PASSAGE PROVIDED =
*****
Research at INM-6/ IAS-6/ INM-10 is not an endeavor conducted in single working groups but an interactive effort combining different expertise in one common scientific area - computational neuroscience. Our research follows a a scientific loop- data from experimental partners is analyzed and feeds into simulation as well as model development. Theories are formed and lay the foundation for the design of new experiments together with the results from modeling. Also, experimental data from new experiments can be predicted and in a new round, models can be validated against such data once they become available. As all steps involve the handling of big amounts of data, data management and the set-up of analysis worfklows is also a focus of the institute. All research performed follows the open science strategy to share research data and software in an easily accessible fashion as early possible.
Computational Neurophysics group
The focus of the group of Markus Diesmann are bottom-up approaches in order to integrate physiological and anatomical data into models, in particular model development, theory of neuronal networks, and correlation dynamics. This also requires the development of simulation technology for neural networks.
*****
DATA EXTRACT =
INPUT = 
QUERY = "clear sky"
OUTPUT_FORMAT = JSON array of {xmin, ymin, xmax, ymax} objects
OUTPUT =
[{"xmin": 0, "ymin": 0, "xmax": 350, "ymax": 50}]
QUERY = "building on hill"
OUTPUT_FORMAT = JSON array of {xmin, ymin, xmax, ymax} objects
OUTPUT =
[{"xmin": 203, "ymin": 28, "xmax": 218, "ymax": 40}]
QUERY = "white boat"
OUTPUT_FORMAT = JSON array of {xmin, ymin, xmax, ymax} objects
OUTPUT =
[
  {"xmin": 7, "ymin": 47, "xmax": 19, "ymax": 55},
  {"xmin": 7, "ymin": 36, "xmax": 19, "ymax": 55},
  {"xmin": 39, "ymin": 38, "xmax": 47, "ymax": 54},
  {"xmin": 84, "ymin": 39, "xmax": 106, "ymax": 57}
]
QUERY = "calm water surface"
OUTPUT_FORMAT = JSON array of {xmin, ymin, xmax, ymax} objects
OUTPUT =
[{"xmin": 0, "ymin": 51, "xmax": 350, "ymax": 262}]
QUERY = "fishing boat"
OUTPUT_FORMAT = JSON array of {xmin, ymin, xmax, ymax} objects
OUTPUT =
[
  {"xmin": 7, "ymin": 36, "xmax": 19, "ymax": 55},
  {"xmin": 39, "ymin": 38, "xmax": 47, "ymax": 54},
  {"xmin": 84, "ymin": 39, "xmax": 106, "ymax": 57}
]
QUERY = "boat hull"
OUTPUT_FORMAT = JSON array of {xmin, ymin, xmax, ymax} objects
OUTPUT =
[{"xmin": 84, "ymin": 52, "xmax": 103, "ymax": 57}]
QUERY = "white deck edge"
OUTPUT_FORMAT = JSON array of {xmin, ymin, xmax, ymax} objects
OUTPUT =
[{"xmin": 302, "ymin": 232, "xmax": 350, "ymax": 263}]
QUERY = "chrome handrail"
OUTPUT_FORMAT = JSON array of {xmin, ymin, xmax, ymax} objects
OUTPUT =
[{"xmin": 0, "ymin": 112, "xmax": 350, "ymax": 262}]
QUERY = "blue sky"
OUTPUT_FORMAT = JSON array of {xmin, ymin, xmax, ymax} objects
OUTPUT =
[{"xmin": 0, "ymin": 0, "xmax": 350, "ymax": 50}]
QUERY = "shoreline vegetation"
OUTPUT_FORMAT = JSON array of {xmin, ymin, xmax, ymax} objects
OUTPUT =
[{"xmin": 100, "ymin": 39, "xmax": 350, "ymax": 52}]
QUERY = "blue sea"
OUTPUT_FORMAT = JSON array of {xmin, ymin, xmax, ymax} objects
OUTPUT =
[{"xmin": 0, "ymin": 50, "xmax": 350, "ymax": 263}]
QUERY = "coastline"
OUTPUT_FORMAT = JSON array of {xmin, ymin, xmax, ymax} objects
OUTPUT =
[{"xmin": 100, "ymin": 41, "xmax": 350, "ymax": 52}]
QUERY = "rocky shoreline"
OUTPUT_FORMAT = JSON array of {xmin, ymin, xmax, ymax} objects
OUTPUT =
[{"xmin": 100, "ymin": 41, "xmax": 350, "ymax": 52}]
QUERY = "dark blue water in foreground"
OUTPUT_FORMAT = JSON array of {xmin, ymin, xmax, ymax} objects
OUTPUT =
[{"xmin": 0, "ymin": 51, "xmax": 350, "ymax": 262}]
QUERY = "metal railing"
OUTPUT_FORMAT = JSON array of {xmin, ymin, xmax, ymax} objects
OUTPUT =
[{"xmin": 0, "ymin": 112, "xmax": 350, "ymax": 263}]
*****
WHAT YOU ARE ASKED TO DO =
According to the text on research at INM-6, what is the focus of the group of Markus Diesmann? The lines after the text are separate material, unrelated to it.

EXERCISE RESULT =
Bottom-up approaches to integrate physiological and anatomical data into models, in particular model development, theory of neuronal networks, and correlation dynamics.